THE PROBLEM: The data below is to be transcribed word for word; pictures are to be excluded.

[Natural language region descriptions]
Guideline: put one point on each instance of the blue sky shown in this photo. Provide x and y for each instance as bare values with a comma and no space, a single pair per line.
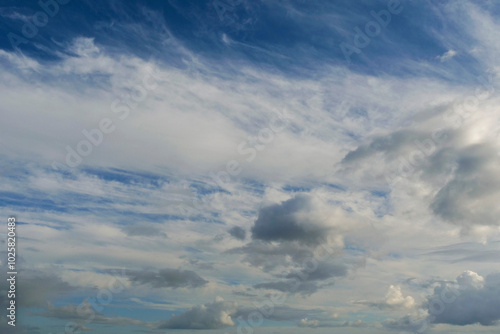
231,166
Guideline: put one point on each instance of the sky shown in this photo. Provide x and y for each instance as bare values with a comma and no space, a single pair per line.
251,166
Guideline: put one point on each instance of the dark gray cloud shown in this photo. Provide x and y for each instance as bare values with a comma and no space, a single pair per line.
238,232
167,278
471,194
144,230
472,300
292,220
84,313
208,316
304,288
270,256
391,144
323,271
305,281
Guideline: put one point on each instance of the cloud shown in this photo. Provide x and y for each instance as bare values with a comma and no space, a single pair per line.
290,286
292,220
447,55
86,313
213,315
474,186
322,271
238,232
472,300
144,230
167,278
394,300
308,323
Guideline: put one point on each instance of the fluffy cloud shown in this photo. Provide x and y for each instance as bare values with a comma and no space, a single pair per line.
473,300
292,220
395,298
167,278
86,313
470,299
238,232
208,316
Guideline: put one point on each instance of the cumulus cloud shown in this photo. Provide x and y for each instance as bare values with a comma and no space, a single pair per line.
208,316
144,230
167,278
473,300
395,298
447,55
292,220
470,299
238,232
86,313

YOUR SOLUTION:
Guideline: put one point on each instance of the blue sky shown in this photo. Provide x and y for each instance as bare values with a comma and no space, a single pair per line.
231,166
Guideline: put one point on each instance of the sky shown in this photo. Provide x and y for each instance as bare values with a comma and no space, a single pair per line.
251,166
Guideline: put one point on each instance of the dark gray cloud shown in this photo. Provide x and y for each instance as bare values with a comma and no space, a single pair per line.
238,232
167,278
471,194
144,230
472,300
292,220
84,313
208,316
304,288
270,256
391,144
323,271
305,281
Guideline: put one point on each instance of the cloud shown in this photo. Provide x and y for each instance as bare values with a comma and no space, a single pair per line.
290,286
292,220
447,55
86,313
213,315
474,186
322,271
238,232
472,300
144,230
167,278
394,300
308,323
Guideline: put one point on each instance of the fluffy cloud shown in this photo. Provide x and y for each instance as bare values with a comma and no space, a single pair per line.
473,300
292,220
395,298
167,278
86,313
470,299
238,232
208,316
Guideline: put one point on each instance of the cumulus cloud shown in this photo. Provide x and y for each instance as bare values with a comma and no space, a single pair per line.
208,316
144,230
167,278
473,300
395,298
447,55
292,220
470,299
238,232
86,313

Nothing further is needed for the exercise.